Eski Mardin sokakları
Kalenin yamaçlarından aşağılara kenti dikine geçen merdivenli sokaklar uzanıyor. Ulu Cami ve eski PTT binası gibi tüm önemli tarihi yapılar 1. cadde üzerinde.
Kırklar Kilisesi (Mor Benham)
Bugün Kırklar Kilisesi adıyla bilinen Mor Behnam Kilisesi, duvarlarındaki yağlı boya tabloları ve tarihi objeleriyle ziyaret edilmesi gereken yerler arasında.
Çarşılar
Turistlerin en popüler alışveriş malzemeleri sabun, Süryani çöreği ve telkâri objeler. Süryani çöreği ile dibek kahvesinin kokusunun birbirine karıştığı bu sokaklarda, vakti olanlar mutlaka Sipahiler ve Tellallar Çarşısı olarak da bilinen Revaklı Çarşı’ya gitmeli.
MARDİN’DE YEMEK YENECEK YERLER
Mardin’in yemekleri dillere destan. Mardin’in yöresel yemeklerini tatmak istiyorsanız, unutamayacağınız Mardin yemekleri sunan restoranları listeledik… İşte Mardin’de yemek yenecek yerler:
NEREDE YENİR?
· · · · · · ·
Verilen Problem A:
Kayıtlarda "pick" dizesini içeren her satırı çıkarın. Büyük ve küçük harf ayrımı dikkate alınır.
Mardin metni ile kayıtlar farklı kaynaklardan alınmıştır.

Göreve Ait Kayıtlar:
· · · · · · ·
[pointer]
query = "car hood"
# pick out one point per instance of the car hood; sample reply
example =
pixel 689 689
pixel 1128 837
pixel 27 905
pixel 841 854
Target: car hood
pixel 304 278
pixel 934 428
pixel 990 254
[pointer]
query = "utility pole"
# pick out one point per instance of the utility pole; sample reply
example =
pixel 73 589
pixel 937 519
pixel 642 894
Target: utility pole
· · · · · · ·
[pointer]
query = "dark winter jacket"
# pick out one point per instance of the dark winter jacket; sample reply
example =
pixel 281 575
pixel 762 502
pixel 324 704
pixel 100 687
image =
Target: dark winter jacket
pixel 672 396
· · · · · · ·
Verilen Problem B:
Mardin metninde "Kırklar Kilisesi (Mor" sözcüklerini içeren yerle başlayıp "NEREDE YENİR?" sözcükleriyle biten bölümü aynen yeniden yazın.

Eksiksiz Cevap A:
# pick out one point per instance of the car hood; sample reply
# pick out one point per instance of the utility pole; sample reply
# pick out one point per instance of the dark winter jacket; sample reply

Eksiksiz Cevap B:
Kırklar Kilisesi (Mor Benham)
Bugün Kırklar Kilisesi adıyla bilinen Mor Behnam Kilisesi, duvarlarındaki yağlı boya tabloları ve tarihi objeleriyle ziyaret edilmesi gereken yerler arasında.
Çarşılar
Turistlerin en popüler alışveriş malzemeleri sabun, Süryani çöreği ve telkâri objeler. Süryani çöreği ile dibek kahvesinin kokusunun birbirine karıştığı bu sokaklarda, vakti olanlar mutlaka Sipahiler ve Tellallar Çarşısı olarak da bilinen Revaklı Çarşı’ya gitmeli.
MARDİN’DE YEMEK YENECEK YERLER
Mardin’in yemekleri dillere destan. Mardin’in yöresel yemeklerini tatmak istiyorsanız, unutamayacağınız Mardin yemekleri sunan restoranları listeledik… İşte Mardin’de yemek yenecek yerler:
NEREDE YENİR?